(Referring expression grounding data)
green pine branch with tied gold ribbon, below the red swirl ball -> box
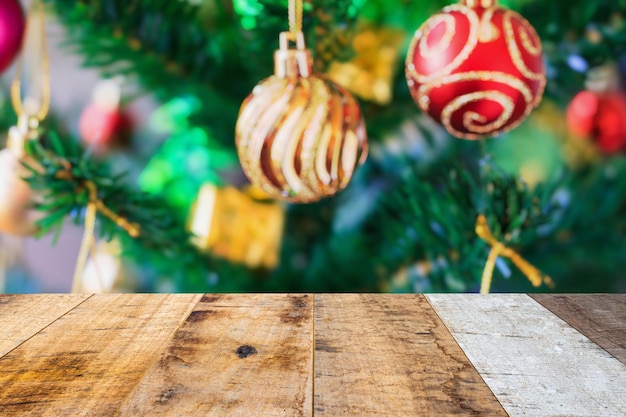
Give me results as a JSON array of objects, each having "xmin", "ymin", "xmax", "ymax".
[{"xmin": 364, "ymin": 155, "xmax": 626, "ymax": 291}]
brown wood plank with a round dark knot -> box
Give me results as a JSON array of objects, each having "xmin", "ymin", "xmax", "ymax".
[{"xmin": 120, "ymin": 294, "xmax": 313, "ymax": 417}]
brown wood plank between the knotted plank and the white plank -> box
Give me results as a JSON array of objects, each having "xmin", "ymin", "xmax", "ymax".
[{"xmin": 314, "ymin": 294, "xmax": 506, "ymax": 417}]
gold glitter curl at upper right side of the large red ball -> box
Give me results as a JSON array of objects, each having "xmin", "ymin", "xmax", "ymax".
[{"xmin": 502, "ymin": 11, "xmax": 545, "ymax": 81}]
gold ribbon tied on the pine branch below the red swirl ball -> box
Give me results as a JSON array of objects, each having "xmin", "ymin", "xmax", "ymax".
[{"xmin": 476, "ymin": 214, "xmax": 555, "ymax": 294}]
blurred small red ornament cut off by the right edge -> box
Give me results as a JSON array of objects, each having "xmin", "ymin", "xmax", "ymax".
[{"xmin": 566, "ymin": 91, "xmax": 626, "ymax": 154}]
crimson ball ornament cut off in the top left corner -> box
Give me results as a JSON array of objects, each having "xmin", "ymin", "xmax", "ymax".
[{"xmin": 0, "ymin": 0, "xmax": 25, "ymax": 72}]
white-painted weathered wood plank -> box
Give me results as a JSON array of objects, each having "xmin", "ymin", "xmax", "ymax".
[{"xmin": 427, "ymin": 294, "xmax": 626, "ymax": 417}]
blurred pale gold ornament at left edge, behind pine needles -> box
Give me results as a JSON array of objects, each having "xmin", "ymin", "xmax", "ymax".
[{"xmin": 0, "ymin": 118, "xmax": 43, "ymax": 236}]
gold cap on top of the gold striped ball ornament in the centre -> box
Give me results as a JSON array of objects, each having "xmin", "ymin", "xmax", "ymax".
[{"xmin": 274, "ymin": 32, "xmax": 313, "ymax": 78}]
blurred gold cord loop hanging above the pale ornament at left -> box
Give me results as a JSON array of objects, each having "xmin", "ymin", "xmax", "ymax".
[{"xmin": 11, "ymin": 0, "xmax": 50, "ymax": 120}]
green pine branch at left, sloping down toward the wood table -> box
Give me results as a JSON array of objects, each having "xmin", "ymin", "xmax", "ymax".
[{"xmin": 26, "ymin": 128, "xmax": 249, "ymax": 291}]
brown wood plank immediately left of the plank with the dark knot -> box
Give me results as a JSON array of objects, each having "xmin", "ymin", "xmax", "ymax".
[{"xmin": 0, "ymin": 294, "xmax": 200, "ymax": 417}]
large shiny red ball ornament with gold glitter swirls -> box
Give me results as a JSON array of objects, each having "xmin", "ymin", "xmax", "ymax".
[{"xmin": 406, "ymin": 0, "xmax": 546, "ymax": 139}]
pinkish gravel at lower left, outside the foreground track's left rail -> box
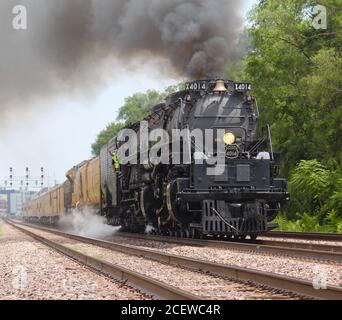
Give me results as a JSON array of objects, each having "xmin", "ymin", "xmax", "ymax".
[{"xmin": 0, "ymin": 221, "xmax": 151, "ymax": 300}]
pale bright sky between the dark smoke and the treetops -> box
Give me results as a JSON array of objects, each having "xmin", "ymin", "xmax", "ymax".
[{"xmin": 0, "ymin": 0, "xmax": 257, "ymax": 187}]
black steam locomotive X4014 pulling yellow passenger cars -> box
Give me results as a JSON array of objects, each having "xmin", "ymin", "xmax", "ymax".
[{"xmin": 23, "ymin": 80, "xmax": 289, "ymax": 239}]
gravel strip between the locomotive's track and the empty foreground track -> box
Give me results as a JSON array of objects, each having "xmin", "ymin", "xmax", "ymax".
[{"xmin": 106, "ymin": 236, "xmax": 342, "ymax": 286}]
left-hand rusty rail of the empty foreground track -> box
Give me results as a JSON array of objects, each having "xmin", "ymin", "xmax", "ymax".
[{"xmin": 7, "ymin": 220, "xmax": 202, "ymax": 300}]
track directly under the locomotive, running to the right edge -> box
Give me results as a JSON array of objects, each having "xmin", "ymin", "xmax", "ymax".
[{"xmin": 113, "ymin": 233, "xmax": 342, "ymax": 263}]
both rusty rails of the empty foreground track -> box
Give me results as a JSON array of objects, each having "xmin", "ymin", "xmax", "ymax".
[{"xmin": 9, "ymin": 222, "xmax": 342, "ymax": 300}]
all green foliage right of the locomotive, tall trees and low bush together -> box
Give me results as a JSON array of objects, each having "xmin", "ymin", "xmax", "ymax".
[{"xmin": 243, "ymin": 0, "xmax": 342, "ymax": 232}]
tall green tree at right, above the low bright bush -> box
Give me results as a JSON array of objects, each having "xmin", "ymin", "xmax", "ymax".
[{"xmin": 245, "ymin": 0, "xmax": 342, "ymax": 175}]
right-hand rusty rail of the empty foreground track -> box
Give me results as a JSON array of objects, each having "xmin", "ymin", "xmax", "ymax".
[{"xmin": 7, "ymin": 220, "xmax": 342, "ymax": 300}]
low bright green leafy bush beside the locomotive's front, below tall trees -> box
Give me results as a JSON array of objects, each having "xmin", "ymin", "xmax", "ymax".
[{"xmin": 276, "ymin": 160, "xmax": 342, "ymax": 233}]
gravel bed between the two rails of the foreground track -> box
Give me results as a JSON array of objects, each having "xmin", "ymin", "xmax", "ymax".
[{"xmin": 11, "ymin": 227, "xmax": 302, "ymax": 300}]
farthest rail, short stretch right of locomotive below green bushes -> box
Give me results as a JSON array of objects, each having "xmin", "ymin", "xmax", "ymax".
[{"xmin": 263, "ymin": 231, "xmax": 342, "ymax": 241}]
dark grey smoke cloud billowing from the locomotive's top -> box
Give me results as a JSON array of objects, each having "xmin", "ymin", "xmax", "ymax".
[{"xmin": 0, "ymin": 0, "xmax": 243, "ymax": 118}]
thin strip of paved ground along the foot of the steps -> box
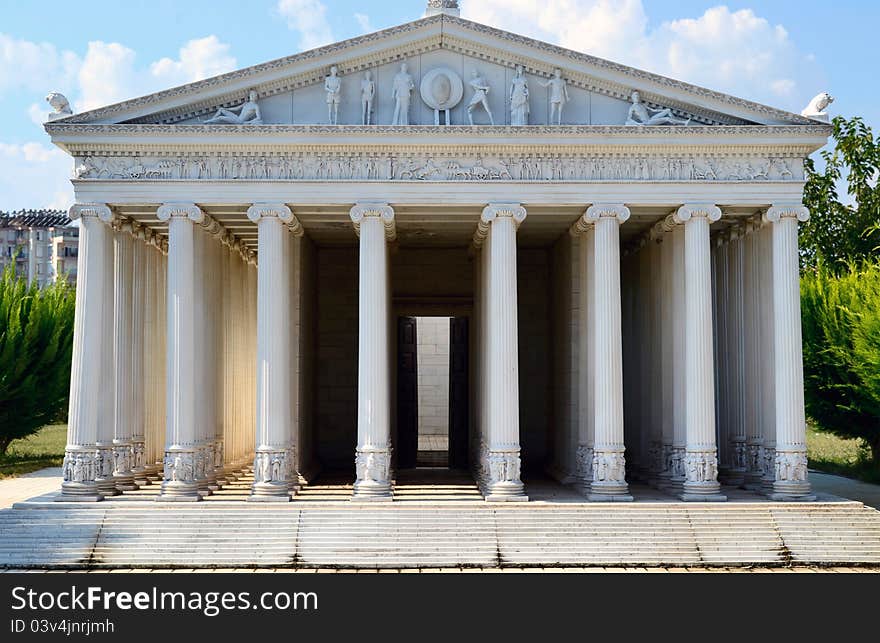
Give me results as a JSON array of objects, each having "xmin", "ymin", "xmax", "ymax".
[{"xmin": 0, "ymin": 567, "xmax": 880, "ymax": 574}]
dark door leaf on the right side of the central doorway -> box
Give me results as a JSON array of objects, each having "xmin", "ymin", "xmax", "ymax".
[{"xmin": 449, "ymin": 317, "xmax": 470, "ymax": 469}]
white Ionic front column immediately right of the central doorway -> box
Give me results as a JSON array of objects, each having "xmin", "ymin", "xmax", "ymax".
[{"xmin": 474, "ymin": 203, "xmax": 528, "ymax": 502}]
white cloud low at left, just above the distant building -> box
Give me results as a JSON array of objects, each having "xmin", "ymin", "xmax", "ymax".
[{"xmin": 0, "ymin": 142, "xmax": 73, "ymax": 210}]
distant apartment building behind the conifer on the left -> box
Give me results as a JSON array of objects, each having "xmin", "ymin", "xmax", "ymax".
[{"xmin": 0, "ymin": 210, "xmax": 79, "ymax": 286}]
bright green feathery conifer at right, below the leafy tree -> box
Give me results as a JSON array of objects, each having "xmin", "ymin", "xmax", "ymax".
[{"xmin": 801, "ymin": 262, "xmax": 880, "ymax": 469}]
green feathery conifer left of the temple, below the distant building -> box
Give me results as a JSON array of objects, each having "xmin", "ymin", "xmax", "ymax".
[{"xmin": 0, "ymin": 261, "xmax": 75, "ymax": 455}]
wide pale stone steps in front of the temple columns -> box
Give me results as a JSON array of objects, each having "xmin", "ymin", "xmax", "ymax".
[{"xmin": 0, "ymin": 502, "xmax": 880, "ymax": 567}]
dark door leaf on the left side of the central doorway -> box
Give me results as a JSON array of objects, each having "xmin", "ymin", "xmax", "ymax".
[{"xmin": 397, "ymin": 317, "xmax": 419, "ymax": 469}]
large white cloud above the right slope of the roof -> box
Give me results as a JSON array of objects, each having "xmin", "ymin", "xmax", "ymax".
[{"xmin": 463, "ymin": 0, "xmax": 822, "ymax": 111}]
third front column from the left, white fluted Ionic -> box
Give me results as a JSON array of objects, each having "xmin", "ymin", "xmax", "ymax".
[{"xmin": 248, "ymin": 204, "xmax": 302, "ymax": 502}]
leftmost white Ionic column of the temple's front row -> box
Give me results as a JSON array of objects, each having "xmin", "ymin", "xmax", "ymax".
[{"xmin": 58, "ymin": 203, "xmax": 113, "ymax": 502}]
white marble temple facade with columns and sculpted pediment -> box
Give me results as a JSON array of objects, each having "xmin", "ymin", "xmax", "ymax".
[{"xmin": 47, "ymin": 2, "xmax": 829, "ymax": 502}]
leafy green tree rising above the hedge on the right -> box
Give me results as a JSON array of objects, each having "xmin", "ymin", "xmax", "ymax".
[{"xmin": 800, "ymin": 116, "xmax": 880, "ymax": 272}]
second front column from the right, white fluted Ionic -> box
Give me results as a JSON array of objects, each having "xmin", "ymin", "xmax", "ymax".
[{"xmin": 676, "ymin": 204, "xmax": 726, "ymax": 502}]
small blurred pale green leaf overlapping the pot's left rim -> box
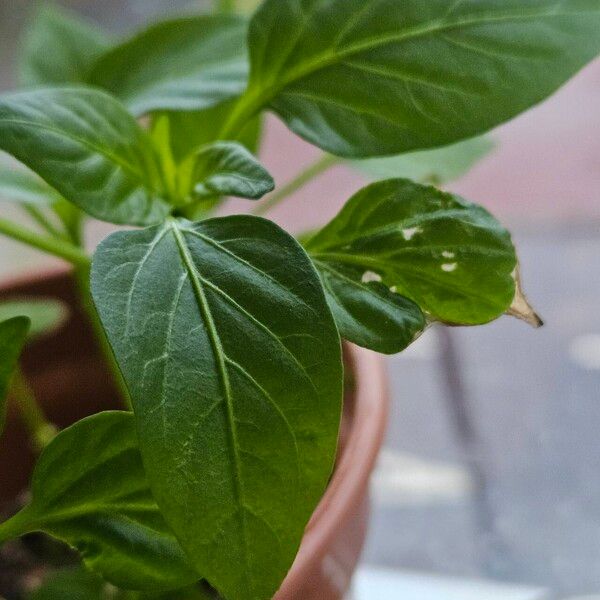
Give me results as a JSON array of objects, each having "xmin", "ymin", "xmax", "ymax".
[{"xmin": 0, "ymin": 298, "xmax": 69, "ymax": 340}]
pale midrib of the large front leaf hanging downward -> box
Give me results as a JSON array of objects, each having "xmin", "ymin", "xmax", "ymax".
[{"xmin": 170, "ymin": 220, "xmax": 252, "ymax": 589}]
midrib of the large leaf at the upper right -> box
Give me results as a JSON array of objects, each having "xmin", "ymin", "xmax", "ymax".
[{"xmin": 249, "ymin": 5, "xmax": 600, "ymax": 106}]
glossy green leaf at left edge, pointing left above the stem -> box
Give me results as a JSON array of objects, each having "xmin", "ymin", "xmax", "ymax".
[{"xmin": 0, "ymin": 88, "xmax": 170, "ymax": 225}]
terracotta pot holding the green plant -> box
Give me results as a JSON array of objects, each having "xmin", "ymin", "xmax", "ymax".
[{"xmin": 0, "ymin": 271, "xmax": 388, "ymax": 600}]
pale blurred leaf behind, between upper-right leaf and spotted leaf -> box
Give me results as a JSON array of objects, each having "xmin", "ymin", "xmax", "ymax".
[{"xmin": 350, "ymin": 136, "xmax": 494, "ymax": 186}]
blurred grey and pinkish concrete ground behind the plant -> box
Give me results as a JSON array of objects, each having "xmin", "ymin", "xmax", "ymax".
[{"xmin": 0, "ymin": 0, "xmax": 600, "ymax": 600}]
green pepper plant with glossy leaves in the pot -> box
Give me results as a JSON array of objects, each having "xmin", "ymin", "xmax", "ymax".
[{"xmin": 0, "ymin": 0, "xmax": 600, "ymax": 600}]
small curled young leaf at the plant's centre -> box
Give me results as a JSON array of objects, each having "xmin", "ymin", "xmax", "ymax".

- _TASK ITEM_
Repeat, exactly and in full, each line from the start of the data to the line that contains "brown wood plank between". Pictures do not go in.

- _OUTPUT OF THE EXERCISE_
green pine branch with tied gold ribbon, below the red swirl ball -> box
Give me results as a JSON array of objects, each having "xmin", "ymin", "xmax", "ymax".
[{"xmin": 364, "ymin": 155, "xmax": 626, "ymax": 291}]
brown wood plank with a round dark knot -> box
Give me results as a JSON array of objects, each having "xmin", "ymin", "xmax", "ymax".
[{"xmin": 120, "ymin": 294, "xmax": 313, "ymax": 417}]
brown wood plank between the knotted plank and the white plank -> box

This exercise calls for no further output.